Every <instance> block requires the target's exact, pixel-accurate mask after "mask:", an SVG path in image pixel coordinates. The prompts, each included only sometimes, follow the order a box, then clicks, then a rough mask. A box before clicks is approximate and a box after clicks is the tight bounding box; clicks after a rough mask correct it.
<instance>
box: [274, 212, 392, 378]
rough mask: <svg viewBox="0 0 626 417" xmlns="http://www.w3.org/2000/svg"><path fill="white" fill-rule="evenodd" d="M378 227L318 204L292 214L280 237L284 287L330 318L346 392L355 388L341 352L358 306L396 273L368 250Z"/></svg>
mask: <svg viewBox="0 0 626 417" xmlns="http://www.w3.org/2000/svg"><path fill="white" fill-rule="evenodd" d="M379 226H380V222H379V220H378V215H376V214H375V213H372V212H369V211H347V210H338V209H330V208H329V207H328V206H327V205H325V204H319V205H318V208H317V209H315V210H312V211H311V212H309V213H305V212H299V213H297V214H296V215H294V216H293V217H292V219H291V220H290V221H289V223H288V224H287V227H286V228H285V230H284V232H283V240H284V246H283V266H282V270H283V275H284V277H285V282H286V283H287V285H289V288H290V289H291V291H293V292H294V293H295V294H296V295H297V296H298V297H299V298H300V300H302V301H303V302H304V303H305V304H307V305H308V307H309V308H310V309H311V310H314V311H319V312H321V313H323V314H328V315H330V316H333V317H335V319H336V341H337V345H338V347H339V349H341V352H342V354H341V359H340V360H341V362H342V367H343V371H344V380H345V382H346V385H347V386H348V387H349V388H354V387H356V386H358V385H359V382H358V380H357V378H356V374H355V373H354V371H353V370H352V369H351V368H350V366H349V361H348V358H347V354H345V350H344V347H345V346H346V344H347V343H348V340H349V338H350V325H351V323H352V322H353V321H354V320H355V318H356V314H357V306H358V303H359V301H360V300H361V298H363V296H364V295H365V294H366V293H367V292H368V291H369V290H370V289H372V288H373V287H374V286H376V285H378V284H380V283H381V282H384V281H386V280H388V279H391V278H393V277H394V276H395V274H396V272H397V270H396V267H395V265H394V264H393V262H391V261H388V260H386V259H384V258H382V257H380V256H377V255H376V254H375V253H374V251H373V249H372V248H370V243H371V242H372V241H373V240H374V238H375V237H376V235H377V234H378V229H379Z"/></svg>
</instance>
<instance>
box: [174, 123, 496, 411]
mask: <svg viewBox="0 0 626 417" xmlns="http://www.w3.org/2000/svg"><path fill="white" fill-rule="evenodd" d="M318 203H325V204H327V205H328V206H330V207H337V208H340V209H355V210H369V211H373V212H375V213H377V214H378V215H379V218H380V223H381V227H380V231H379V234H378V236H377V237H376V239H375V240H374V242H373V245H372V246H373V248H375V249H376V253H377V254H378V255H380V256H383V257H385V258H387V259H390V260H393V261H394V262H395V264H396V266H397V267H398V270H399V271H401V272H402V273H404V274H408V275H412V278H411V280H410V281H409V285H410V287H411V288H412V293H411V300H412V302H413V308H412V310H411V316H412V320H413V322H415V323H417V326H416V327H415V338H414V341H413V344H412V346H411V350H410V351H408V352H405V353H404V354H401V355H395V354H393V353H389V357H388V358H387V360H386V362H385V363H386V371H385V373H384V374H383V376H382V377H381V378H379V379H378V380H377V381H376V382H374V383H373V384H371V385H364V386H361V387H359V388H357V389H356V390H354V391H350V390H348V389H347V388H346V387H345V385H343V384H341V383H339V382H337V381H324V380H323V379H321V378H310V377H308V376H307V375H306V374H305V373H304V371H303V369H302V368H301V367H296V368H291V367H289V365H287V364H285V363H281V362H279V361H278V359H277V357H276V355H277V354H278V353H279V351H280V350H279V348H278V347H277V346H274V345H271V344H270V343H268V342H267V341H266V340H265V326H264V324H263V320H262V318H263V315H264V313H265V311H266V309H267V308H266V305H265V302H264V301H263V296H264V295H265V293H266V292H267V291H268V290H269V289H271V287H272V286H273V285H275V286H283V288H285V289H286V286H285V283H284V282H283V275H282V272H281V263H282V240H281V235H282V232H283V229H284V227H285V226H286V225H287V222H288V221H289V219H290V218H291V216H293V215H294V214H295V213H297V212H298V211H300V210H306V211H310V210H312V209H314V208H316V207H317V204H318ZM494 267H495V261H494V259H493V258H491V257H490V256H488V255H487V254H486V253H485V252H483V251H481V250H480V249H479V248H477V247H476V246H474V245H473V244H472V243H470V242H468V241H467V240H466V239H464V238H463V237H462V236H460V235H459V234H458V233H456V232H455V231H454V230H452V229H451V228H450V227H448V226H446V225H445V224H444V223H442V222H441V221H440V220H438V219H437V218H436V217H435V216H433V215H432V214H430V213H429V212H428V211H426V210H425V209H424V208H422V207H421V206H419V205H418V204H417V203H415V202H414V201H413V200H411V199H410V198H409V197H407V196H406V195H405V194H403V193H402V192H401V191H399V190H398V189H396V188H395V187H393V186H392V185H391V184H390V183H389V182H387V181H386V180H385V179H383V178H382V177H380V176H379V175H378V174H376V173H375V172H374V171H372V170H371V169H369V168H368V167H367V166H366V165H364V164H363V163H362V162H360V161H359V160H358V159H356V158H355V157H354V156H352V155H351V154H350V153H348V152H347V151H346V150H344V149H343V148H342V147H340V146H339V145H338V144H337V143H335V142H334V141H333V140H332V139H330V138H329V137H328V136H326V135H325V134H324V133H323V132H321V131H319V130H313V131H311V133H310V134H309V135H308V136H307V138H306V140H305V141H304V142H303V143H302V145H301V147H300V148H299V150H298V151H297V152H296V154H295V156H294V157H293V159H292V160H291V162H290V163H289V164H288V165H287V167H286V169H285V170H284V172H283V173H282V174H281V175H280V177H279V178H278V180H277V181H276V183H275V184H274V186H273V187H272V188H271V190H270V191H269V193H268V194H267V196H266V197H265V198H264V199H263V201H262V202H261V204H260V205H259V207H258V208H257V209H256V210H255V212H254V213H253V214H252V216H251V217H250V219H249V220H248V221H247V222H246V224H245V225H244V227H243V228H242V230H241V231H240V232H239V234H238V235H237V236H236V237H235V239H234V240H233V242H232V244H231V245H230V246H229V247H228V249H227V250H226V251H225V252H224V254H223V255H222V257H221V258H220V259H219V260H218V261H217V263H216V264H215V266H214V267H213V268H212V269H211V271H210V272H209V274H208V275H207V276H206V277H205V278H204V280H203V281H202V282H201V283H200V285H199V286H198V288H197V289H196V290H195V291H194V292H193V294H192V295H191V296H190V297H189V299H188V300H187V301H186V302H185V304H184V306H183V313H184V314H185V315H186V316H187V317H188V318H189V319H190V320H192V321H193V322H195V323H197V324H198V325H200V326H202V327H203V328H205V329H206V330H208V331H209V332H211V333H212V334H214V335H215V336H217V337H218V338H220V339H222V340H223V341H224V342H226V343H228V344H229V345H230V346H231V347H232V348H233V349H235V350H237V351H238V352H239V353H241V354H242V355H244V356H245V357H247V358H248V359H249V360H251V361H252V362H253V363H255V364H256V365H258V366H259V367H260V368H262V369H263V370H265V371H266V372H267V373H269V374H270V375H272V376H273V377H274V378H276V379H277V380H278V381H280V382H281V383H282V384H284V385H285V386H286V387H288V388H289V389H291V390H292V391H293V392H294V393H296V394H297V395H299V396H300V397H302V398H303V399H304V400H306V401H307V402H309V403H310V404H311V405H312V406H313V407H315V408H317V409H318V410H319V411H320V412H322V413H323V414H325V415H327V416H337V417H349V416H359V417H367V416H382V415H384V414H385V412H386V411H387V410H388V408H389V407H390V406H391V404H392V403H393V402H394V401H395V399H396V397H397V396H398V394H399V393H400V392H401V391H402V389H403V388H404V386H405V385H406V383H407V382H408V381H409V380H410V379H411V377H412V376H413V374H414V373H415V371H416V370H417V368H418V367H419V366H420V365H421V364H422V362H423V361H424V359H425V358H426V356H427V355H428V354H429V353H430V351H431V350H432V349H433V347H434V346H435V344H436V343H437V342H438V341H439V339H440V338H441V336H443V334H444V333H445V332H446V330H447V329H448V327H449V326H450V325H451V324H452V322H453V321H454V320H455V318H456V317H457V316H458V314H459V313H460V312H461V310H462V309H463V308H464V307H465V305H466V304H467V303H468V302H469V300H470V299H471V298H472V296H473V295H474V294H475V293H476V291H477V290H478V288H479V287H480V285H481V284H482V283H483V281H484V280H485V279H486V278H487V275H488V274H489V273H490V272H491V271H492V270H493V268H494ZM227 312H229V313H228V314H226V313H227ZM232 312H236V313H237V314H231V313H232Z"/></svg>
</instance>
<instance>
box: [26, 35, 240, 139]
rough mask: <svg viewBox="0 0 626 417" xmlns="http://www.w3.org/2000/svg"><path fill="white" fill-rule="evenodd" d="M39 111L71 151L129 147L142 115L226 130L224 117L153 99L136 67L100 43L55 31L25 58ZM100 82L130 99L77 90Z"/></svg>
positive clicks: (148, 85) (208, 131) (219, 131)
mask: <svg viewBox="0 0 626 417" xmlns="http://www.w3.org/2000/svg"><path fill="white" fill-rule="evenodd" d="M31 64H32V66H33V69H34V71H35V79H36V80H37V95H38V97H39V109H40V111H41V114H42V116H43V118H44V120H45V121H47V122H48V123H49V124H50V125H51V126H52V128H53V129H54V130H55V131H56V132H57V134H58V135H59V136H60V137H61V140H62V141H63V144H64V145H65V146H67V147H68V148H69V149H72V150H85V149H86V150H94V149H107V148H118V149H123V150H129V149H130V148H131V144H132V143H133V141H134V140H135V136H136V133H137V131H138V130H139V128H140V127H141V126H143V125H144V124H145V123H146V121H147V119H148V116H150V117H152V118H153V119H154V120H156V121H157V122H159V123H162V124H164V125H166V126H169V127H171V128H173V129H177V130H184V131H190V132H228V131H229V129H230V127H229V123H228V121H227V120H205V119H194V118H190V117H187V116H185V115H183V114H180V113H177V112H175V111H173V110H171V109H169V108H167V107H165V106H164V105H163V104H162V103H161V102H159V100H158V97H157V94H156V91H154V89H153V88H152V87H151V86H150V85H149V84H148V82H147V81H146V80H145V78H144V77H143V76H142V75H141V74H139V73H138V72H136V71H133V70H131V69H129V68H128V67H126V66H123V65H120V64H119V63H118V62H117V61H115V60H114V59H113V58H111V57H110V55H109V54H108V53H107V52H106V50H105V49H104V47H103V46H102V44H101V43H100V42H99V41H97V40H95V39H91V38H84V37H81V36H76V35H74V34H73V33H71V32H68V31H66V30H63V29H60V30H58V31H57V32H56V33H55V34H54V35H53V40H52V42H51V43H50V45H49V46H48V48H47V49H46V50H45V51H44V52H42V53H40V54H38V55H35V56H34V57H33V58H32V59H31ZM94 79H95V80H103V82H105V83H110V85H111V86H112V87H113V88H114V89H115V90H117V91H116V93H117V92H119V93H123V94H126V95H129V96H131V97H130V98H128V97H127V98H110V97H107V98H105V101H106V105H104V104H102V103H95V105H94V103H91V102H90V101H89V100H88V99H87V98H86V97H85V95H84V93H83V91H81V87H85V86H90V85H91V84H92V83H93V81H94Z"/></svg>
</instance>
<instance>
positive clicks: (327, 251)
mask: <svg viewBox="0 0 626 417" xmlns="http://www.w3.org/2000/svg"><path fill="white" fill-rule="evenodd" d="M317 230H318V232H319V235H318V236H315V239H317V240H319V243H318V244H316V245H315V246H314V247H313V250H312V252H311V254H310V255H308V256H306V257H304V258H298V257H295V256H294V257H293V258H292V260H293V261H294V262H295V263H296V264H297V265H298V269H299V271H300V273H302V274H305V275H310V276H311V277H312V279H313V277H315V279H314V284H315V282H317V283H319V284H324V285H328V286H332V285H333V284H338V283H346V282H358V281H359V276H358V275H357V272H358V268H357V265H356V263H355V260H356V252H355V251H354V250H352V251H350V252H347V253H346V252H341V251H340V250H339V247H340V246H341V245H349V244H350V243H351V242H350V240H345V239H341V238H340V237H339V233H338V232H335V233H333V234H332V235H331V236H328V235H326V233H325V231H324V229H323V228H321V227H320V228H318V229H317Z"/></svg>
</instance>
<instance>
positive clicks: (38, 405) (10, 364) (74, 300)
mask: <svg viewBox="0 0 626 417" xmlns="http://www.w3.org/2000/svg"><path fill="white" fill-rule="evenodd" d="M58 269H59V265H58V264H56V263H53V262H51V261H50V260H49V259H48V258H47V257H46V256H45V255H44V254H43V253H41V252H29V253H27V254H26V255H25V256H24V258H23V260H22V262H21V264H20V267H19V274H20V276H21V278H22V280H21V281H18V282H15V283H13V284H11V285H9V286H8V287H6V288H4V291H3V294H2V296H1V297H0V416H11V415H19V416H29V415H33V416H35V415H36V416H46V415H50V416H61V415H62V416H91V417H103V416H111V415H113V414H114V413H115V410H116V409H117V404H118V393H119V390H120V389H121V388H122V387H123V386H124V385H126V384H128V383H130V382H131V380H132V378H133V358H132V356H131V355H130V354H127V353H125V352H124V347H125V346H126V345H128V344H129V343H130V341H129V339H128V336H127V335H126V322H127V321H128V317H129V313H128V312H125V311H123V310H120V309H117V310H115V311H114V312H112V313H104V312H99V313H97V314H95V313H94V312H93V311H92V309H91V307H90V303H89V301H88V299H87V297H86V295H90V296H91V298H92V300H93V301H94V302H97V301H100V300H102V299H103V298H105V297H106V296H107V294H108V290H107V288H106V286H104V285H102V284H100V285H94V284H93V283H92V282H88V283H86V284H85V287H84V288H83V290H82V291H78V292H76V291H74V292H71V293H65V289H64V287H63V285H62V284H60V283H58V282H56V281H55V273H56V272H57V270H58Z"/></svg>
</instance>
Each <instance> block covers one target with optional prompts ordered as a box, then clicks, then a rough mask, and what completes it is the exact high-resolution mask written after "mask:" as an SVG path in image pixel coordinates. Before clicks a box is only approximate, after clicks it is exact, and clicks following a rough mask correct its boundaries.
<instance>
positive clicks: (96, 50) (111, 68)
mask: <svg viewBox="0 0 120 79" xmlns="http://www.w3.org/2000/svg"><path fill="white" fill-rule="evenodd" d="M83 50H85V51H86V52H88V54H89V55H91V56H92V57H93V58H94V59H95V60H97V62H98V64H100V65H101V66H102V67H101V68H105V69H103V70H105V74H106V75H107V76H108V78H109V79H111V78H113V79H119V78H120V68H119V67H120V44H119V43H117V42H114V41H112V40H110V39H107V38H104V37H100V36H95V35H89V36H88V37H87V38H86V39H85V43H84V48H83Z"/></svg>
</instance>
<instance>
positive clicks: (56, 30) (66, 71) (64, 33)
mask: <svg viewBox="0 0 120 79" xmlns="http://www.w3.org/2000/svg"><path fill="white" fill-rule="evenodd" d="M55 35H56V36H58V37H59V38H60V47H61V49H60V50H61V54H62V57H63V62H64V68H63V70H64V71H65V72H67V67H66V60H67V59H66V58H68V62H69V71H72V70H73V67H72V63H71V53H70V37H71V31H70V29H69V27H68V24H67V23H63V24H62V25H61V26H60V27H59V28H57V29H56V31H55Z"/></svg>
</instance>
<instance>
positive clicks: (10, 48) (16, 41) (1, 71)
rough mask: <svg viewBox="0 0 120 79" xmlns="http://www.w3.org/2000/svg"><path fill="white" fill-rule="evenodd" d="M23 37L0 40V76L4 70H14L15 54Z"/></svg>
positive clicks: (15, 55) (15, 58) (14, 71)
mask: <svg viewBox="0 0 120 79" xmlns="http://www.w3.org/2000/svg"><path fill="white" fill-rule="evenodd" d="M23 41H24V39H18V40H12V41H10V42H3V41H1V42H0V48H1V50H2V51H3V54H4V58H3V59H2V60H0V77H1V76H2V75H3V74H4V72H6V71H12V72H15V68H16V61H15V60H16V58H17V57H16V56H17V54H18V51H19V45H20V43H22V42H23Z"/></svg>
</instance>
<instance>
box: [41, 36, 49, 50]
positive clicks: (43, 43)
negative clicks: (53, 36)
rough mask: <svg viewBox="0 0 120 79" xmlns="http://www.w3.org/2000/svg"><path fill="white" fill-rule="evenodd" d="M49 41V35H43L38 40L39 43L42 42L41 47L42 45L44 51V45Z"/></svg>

- - - -

◆ What you need to do ◆
Whenever the word "target" occurs in a line above, copy that line.

◆ Expected output ◆
Every <instance> block requires the target's exact, pixel-accurate mask after "mask:", an SVG path in image pixel coordinates. The prompts, each included only sometimes, follow the order a box, then clicks, then a rough mask. A box before clicks is approximate and a box after clicks is the tight bounding box; clicks after a rough mask correct it.
Each <instance> block covers one target with optional prompts ordered as a box, then clicks, then a rough mask, and what completes it is the exact high-resolution mask written after "mask:" as an SVG path in image pixel coordinates. Before clicks a box is only approximate, after clicks it is exact, and clicks following a rough mask correct its boundaries.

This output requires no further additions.